[Opening Records shown section]

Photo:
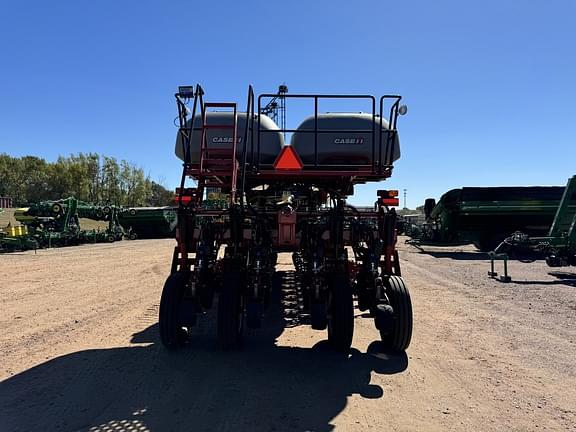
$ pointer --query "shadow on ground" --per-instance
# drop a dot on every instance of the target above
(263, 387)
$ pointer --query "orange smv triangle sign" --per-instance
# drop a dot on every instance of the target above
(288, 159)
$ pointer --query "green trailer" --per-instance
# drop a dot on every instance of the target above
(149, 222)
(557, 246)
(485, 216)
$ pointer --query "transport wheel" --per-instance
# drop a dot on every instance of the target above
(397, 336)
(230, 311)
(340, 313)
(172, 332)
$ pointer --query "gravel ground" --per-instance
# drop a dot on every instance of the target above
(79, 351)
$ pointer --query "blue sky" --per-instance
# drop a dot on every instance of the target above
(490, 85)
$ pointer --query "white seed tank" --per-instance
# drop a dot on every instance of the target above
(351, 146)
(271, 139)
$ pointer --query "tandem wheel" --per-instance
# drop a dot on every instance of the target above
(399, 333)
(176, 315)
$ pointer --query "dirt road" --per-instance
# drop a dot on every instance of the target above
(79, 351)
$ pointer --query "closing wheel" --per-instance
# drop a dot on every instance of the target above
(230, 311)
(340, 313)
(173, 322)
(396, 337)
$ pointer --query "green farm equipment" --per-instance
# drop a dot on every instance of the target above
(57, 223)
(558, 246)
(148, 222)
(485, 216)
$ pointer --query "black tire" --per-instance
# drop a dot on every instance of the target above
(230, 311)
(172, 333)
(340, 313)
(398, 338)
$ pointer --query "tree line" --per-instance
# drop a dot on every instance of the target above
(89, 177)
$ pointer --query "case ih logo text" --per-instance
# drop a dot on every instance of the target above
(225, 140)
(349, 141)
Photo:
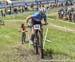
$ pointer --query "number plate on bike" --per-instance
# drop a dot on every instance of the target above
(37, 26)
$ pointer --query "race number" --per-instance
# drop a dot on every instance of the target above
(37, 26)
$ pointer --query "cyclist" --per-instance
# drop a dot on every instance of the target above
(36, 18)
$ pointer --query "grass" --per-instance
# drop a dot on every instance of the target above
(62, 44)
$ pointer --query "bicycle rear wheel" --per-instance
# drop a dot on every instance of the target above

[Closing Records shown section]

# What you need to do:
Copy, from the lines above, each one that holds "wheel".

# Answer space:
$ pointer --query "transport wheel" --per-instance
$ pointer --query "tandem wheel" --per-instance
$ pointer --query "closing wheel" --per-instance
$ pointer --query "bicycle rear wheel" --per-instance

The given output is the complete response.